## WHAT TO WORK ON
Below are the records; copy exactly the stretch from the line containing "Thanks for the photo. Could you please mark the black wolf" through the line containing "Thanks for the photo. Could you please mark the evergreen", both ends included, and nothing else.

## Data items
+--

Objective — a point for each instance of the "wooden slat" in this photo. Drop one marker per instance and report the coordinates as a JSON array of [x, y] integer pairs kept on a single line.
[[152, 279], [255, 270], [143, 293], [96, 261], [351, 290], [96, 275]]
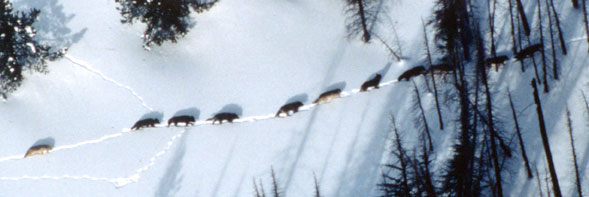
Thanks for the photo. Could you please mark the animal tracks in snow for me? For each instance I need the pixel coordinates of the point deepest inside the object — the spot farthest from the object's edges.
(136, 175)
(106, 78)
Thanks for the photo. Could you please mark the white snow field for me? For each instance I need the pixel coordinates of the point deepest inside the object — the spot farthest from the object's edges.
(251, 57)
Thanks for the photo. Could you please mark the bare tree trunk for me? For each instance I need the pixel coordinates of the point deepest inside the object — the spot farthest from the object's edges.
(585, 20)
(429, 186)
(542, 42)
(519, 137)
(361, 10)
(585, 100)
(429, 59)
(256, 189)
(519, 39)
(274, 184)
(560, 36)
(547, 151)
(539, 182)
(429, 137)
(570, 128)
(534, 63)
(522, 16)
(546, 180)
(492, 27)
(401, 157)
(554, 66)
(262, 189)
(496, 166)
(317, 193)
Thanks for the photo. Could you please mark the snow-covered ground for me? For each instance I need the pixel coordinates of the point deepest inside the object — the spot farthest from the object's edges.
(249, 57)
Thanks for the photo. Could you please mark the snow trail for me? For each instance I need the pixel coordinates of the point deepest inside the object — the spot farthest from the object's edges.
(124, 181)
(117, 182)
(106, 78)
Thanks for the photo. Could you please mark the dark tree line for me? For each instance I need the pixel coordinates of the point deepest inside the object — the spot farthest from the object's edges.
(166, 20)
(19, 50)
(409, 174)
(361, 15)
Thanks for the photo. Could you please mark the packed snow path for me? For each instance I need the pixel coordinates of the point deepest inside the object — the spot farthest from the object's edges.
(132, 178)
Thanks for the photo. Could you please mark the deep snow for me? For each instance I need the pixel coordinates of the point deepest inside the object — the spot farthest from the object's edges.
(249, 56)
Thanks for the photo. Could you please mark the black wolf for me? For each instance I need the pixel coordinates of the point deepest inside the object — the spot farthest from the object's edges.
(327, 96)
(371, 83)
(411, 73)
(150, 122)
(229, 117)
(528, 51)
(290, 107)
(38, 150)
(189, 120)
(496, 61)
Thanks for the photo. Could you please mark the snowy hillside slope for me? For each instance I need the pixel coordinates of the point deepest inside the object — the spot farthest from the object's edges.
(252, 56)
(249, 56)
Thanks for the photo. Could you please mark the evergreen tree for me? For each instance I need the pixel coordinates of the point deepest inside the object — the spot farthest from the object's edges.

+--

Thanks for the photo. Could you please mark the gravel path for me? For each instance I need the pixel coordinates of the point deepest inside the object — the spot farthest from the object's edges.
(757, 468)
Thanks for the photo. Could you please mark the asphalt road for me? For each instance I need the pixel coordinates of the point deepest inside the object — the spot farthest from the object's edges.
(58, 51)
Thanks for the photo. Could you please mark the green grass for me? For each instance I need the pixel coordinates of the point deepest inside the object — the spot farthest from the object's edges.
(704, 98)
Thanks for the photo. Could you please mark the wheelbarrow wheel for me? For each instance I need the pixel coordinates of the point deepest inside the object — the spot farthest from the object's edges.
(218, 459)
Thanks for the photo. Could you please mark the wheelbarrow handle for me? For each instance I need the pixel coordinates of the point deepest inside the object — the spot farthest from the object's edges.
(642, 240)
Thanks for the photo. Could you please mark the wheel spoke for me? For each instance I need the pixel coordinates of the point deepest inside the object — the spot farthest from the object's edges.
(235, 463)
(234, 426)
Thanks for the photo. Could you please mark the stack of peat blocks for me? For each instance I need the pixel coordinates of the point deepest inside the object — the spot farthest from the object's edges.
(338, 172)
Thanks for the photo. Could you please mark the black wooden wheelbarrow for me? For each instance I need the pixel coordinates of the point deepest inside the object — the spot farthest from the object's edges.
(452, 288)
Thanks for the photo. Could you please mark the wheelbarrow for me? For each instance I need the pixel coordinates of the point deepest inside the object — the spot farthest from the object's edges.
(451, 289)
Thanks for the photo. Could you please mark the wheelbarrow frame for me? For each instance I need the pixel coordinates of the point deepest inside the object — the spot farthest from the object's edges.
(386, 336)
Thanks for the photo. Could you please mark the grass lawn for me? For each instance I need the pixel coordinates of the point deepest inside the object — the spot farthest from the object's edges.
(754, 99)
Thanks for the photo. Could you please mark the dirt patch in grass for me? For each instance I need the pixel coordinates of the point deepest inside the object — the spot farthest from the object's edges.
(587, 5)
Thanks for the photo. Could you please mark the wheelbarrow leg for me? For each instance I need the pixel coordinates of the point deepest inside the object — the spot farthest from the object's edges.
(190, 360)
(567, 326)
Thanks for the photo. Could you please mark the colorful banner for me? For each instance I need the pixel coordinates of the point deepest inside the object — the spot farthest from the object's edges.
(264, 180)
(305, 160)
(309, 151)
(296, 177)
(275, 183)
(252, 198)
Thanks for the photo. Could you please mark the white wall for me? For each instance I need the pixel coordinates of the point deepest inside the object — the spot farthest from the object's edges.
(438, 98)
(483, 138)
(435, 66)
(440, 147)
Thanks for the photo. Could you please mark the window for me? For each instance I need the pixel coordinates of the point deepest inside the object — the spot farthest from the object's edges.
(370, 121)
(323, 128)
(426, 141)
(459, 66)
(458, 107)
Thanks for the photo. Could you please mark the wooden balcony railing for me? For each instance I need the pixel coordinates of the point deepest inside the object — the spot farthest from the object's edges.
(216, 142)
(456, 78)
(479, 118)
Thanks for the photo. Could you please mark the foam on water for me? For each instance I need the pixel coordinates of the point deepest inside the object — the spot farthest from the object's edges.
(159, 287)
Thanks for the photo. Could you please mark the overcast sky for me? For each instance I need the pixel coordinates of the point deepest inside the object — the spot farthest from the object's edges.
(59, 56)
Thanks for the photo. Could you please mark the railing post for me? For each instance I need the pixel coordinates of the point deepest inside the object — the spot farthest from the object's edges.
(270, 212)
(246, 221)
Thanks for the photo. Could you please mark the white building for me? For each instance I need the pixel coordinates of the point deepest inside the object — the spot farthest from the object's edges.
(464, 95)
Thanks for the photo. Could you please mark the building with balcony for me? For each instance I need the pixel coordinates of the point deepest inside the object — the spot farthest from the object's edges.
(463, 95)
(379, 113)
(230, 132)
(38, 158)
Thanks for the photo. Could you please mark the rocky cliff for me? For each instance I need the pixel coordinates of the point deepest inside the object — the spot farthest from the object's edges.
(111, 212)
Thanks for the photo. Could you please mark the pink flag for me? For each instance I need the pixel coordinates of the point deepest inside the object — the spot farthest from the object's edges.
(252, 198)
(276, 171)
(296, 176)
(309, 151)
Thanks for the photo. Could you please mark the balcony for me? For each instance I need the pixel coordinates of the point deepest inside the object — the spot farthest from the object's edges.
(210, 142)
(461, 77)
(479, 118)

+--

## TASK OUTPUT
Thanks for the photo. Could you please mark the black wolf for me? For each instance I need the pixel coordinates of the point deepest inside the object — the spot farthest from the object's edges.
(327, 96)
(371, 83)
(411, 73)
(150, 122)
(229, 117)
(528, 51)
(290, 107)
(38, 150)
(189, 120)
(496, 61)
Thanks for the photo. Could you please mark the snowy hillside slope for me? For each instance I need the pixel coordinates of the point deepest inside the object — the spot farthest from the object's edges.
(252, 56)
(249, 56)
Thanks for the photo. Could you please mark the evergreen tree for me? For each instance I need the pixel coordinates of the point deepest inside the object — the spot farthest from the object's edges.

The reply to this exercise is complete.